Start of Block

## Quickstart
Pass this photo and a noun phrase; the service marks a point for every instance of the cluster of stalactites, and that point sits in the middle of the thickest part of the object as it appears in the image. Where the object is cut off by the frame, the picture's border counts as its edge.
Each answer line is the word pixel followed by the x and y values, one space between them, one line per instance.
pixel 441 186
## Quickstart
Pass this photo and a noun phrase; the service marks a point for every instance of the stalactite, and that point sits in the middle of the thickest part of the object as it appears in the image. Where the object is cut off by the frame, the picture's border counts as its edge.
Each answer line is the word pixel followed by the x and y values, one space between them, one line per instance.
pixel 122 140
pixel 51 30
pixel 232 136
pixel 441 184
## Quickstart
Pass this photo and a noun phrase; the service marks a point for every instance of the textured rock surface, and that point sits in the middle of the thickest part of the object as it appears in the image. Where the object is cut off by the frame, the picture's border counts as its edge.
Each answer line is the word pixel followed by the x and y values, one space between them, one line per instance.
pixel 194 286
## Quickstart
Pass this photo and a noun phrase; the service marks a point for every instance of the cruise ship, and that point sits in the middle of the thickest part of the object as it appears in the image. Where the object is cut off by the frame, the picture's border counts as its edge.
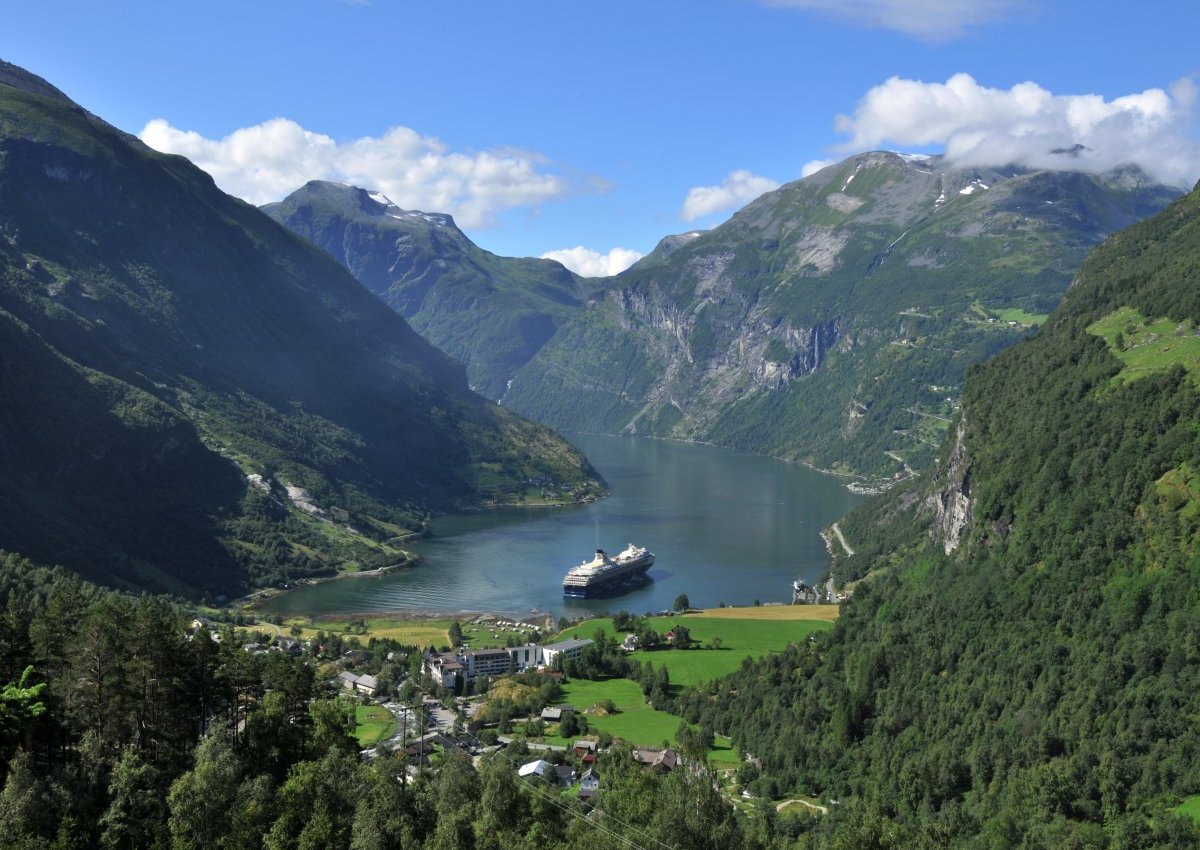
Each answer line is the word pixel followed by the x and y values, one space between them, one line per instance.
pixel 603 575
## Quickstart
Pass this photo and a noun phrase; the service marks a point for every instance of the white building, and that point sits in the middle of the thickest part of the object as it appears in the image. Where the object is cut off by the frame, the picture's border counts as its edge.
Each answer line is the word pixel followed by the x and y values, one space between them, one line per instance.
pixel 567 648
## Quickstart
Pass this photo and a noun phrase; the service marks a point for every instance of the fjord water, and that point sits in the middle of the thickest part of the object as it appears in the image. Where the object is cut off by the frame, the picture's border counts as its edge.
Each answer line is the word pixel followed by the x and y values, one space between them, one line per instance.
pixel 725 526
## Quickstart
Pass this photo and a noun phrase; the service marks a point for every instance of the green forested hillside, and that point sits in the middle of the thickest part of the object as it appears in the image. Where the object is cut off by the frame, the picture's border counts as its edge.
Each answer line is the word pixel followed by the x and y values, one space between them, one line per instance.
pixel 1039 686
pixel 196 399
pixel 491 312
pixel 832 321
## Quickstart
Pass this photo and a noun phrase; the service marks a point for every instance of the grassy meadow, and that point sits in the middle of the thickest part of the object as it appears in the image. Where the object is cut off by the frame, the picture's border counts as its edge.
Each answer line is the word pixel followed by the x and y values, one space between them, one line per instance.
pixel 742 632
pixel 372 724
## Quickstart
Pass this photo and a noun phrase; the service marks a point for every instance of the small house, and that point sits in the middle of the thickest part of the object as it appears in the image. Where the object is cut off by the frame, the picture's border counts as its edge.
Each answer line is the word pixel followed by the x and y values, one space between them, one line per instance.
pixel 661 760
pixel 534 768
pixel 589 784
pixel 367 684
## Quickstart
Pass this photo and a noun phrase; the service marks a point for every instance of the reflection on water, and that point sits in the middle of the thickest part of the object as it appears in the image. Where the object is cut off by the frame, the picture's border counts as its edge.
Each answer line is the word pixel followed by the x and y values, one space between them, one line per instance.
pixel 725 526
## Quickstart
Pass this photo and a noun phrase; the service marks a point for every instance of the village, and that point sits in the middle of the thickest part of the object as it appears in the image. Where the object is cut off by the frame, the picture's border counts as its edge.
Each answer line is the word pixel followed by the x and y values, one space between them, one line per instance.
pixel 497 687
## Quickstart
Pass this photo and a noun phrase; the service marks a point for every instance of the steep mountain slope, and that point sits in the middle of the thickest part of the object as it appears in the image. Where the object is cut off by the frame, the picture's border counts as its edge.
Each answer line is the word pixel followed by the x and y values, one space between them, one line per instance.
pixel 1023 665
pixel 491 312
pixel 831 321
pixel 193 396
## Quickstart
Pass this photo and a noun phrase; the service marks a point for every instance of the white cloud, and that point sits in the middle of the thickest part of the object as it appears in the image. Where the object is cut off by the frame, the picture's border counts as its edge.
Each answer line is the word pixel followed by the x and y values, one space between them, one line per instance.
pixel 929 19
pixel 814 166
pixel 273 159
pixel 1026 124
pixel 591 263
pixel 737 189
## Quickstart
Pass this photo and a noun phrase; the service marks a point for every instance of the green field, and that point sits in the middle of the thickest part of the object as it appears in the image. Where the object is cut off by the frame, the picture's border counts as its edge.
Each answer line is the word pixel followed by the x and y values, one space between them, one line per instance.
pixel 1146 346
pixel 372 725
pixel 634 722
pixel 739 639
pixel 1021 317
pixel 1189 808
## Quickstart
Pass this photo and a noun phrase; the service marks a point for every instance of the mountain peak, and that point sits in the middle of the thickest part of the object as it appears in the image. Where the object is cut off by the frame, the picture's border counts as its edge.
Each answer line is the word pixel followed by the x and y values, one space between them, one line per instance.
pixel 19 78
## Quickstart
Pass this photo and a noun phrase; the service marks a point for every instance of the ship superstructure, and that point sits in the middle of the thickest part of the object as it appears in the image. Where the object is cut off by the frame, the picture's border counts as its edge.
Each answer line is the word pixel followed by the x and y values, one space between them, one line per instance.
pixel 604 575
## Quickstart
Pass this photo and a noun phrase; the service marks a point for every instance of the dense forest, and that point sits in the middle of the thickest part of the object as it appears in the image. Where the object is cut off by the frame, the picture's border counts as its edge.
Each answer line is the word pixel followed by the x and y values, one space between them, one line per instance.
pixel 1037 686
pixel 120 729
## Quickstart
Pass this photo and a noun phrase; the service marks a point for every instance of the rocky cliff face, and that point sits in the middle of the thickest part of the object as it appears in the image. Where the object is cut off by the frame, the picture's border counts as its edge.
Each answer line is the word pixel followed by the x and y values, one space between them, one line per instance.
pixel 831 321
pixel 490 312
pixel 951 502
pixel 171 354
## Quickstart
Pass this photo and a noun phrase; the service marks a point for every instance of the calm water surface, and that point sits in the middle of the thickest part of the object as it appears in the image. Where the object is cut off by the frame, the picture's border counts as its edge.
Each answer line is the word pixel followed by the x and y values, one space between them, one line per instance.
pixel 725 526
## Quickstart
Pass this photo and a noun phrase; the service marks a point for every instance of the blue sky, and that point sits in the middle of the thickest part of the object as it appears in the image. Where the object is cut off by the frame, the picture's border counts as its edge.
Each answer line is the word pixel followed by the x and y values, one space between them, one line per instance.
pixel 601 127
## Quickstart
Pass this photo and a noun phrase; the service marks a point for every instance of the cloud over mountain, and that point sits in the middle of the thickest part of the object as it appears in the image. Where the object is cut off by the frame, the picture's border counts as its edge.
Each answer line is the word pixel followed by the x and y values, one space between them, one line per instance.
pixel 588 263
pixel 269 160
pixel 1031 126
pixel 737 189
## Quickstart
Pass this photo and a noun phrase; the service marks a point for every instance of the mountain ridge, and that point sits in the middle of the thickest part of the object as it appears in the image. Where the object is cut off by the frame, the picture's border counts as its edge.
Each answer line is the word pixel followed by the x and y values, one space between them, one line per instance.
pixel 192 325
pixel 491 312
pixel 865 288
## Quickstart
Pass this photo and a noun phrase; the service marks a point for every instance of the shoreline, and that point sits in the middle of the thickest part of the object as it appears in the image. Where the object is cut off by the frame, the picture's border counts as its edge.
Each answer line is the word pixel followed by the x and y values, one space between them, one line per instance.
pixel 858 478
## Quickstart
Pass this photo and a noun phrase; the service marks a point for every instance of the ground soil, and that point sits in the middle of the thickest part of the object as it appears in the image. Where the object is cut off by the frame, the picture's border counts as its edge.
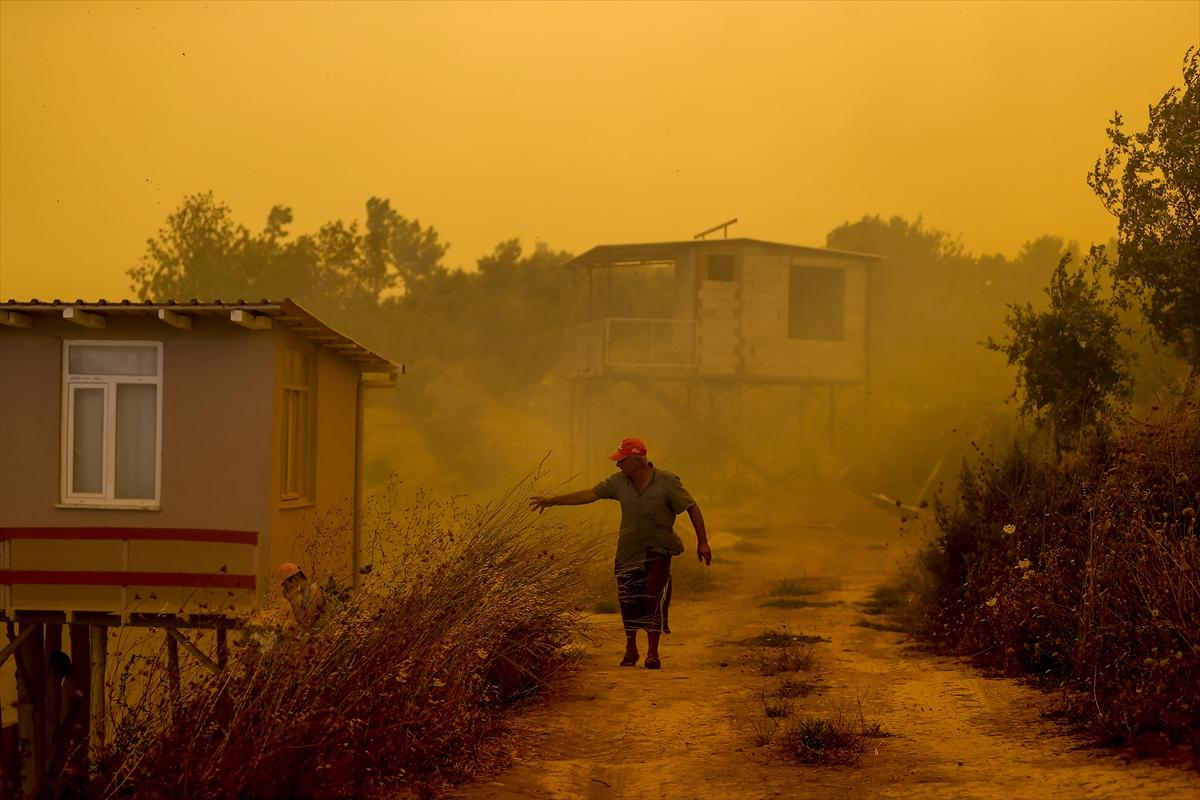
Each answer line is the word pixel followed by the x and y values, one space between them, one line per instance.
pixel 688 731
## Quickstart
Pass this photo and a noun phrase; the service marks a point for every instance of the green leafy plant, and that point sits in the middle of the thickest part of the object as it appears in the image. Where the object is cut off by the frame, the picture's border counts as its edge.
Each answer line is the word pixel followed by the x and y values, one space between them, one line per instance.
pixel 1071 366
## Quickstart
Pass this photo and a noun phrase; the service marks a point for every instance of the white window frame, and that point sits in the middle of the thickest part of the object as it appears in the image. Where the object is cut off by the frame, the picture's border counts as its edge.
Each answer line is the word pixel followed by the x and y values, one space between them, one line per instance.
pixel 306 431
pixel 71 384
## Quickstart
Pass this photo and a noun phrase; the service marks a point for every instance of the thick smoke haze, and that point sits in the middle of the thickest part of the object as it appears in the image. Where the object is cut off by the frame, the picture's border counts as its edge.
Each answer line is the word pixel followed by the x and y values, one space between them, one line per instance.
pixel 568 124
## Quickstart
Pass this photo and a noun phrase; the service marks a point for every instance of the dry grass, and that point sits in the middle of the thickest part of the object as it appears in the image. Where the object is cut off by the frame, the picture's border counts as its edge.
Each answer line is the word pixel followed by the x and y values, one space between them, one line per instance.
pixel 797 602
pixel 835 738
pixel 1085 571
pixel 793 687
pixel 779 639
pixel 463 609
pixel 779 651
pixel 803 587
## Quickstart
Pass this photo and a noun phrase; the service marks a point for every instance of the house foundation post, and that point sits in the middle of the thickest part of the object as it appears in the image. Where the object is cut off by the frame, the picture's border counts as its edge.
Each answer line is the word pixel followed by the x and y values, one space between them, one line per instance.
pixel 97 696
pixel 31 708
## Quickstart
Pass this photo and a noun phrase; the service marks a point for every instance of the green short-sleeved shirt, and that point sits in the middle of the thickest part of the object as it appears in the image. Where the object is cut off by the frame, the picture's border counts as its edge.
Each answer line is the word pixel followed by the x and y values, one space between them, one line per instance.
pixel 647 519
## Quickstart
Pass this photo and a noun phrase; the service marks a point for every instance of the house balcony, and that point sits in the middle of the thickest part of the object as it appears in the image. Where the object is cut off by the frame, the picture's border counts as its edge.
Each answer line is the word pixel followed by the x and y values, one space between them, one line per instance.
pixel 630 346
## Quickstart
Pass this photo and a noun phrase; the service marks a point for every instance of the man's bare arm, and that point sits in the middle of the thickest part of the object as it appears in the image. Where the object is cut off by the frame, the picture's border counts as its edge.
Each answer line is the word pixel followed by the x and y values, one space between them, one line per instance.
pixel 703 552
pixel 543 501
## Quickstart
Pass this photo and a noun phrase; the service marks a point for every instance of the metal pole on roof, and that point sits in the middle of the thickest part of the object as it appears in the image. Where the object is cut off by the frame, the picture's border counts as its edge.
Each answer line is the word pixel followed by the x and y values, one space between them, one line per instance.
pixel 724 227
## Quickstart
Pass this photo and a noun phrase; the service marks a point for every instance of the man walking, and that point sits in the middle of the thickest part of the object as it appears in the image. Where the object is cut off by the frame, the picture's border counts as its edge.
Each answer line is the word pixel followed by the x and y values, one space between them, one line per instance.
pixel 651 499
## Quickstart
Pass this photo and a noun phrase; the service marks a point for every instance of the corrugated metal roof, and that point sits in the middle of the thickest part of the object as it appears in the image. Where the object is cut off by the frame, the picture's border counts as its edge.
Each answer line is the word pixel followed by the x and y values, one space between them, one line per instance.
pixel 669 251
pixel 287 312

End of Block

#### ACTIVITY
In the listing above, find the line containing "of the grassy" and the line containing "of the steep", then retype both and every line between them exactly, with nothing else.

#### SOLVED PROBLEM
Pass this photo and a noun phrase; the service marks a point for every instance of the grassy meadow, and that point sits in the middle of the thickest part of the object as it appears in the image. Where the object is cut off by the frame, the picture's border counts as its edge.
Each answer line is the word pixel followed by the x and y values, one space between them, one line per instance.
pixel 742 632
pixel 372 724
## Quickstart
Pass this photo and a noun phrase; the service marks a point for every instance of the small house, and that point sits in the middle of the thickest part of the object as it appears in the image. Where the object is cut off by the frame, the picture's border counts as its edge.
Each answer line is the word pixel followed by the x and y values, one space between them, one line per instance.
pixel 661 760
pixel 534 768
pixel 589 784
pixel 367 684
## Quickstart
Pass this photo and a noun phrase; the service marks a point for every instance of the reflection on water, and that point sits in the middle of the thickest part of the object as it appears in the image. Where the object is cut off by the frame, the picture's border counts as its edge.
Each answer line is the word pixel followed by the x and y values, one space between them, one line per instance.
pixel 725 526
## Quickstart
Pass this photo and a noun phrase; the service marks a point for every instance of the village, and that point sits in the middle of the thickest part of the object as it appears in the image. Where the object is cut off by the frame, the picture's border counts as its edge.
Each answer line is the word pixel followed by the x and y values, one space between them, one line per instance.
pixel 497 687
## Quickstart
Pass this photo and a noun phrase; the service marks a point for every instance of the steep mountain slope, and that point sits in the middle of the thickest part of the object as it appears in the image. Where the object is cut off by the frame, the picture's border counts as its edge.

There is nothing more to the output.